(WHAT THE TASK ASKS) Below is a listing to transcribe in full and exactly; keep the pictures out.

(Point annotation records)
------

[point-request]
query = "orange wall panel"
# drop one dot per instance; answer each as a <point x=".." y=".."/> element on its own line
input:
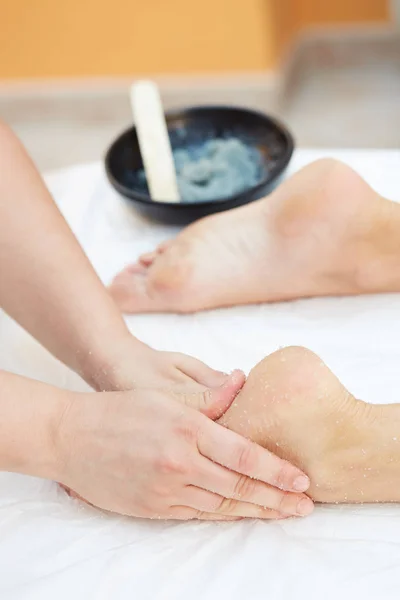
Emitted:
<point x="58" y="38"/>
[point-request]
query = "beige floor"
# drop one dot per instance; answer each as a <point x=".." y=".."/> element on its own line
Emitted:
<point x="333" y="94"/>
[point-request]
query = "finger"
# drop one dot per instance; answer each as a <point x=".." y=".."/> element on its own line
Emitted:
<point x="148" y="258"/>
<point x="204" y="501"/>
<point x="184" y="513"/>
<point x="230" y="509"/>
<point x="229" y="484"/>
<point x="233" y="451"/>
<point x="200" y="372"/>
<point x="214" y="402"/>
<point x="163" y="246"/>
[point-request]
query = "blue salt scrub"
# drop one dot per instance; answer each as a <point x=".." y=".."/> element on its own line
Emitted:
<point x="216" y="169"/>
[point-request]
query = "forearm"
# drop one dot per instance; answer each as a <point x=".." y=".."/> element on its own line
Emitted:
<point x="47" y="284"/>
<point x="30" y="413"/>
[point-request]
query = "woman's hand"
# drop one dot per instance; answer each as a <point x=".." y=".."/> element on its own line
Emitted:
<point x="128" y="364"/>
<point x="149" y="453"/>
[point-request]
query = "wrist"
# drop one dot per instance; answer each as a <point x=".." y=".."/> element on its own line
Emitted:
<point x="113" y="366"/>
<point x="30" y="413"/>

------

(ANSWER TO THE EXERCISE)
[point-request]
query = "orange wall panel"
# drop one dot per instance; answer each as a <point x=".." y=".."/> element on its own line
input:
Emitted:
<point x="58" y="38"/>
[point-request]
query = "beige floor"
# drop one dot per instance; answer each as a <point x=".." y=".."/> element on its own line
Emitted:
<point x="333" y="94"/>
[point-request]
query = "finger"
# drop one dot per instance; answer each as a <point x=".." y=".."/> element on its own line
Emitted:
<point x="148" y="258"/>
<point x="204" y="501"/>
<point x="184" y="513"/>
<point x="230" y="509"/>
<point x="229" y="484"/>
<point x="233" y="451"/>
<point x="200" y="372"/>
<point x="214" y="402"/>
<point x="163" y="246"/>
[point-request]
query = "blue salt scrub"
# drop one dot per instance; answer each as a <point x=".." y=".."/> element on its own line
Emitted:
<point x="216" y="169"/>
[point-request]
query = "forearm"
# drop one dot per instance; answer each as a <point x=".." y=".."/> element on its own line
Emitted:
<point x="47" y="284"/>
<point x="30" y="413"/>
[point-request]
query = "woman's hand"
# drop one dot per instance; answer each as a <point x=".." y=".."/> element on its own line
Emitted:
<point x="128" y="364"/>
<point x="149" y="453"/>
[point-request]
query = "wrist"
# drop one dot per instance; answer each as a <point x=".." y=".."/> element on its own line
Emitted:
<point x="113" y="366"/>
<point x="30" y="413"/>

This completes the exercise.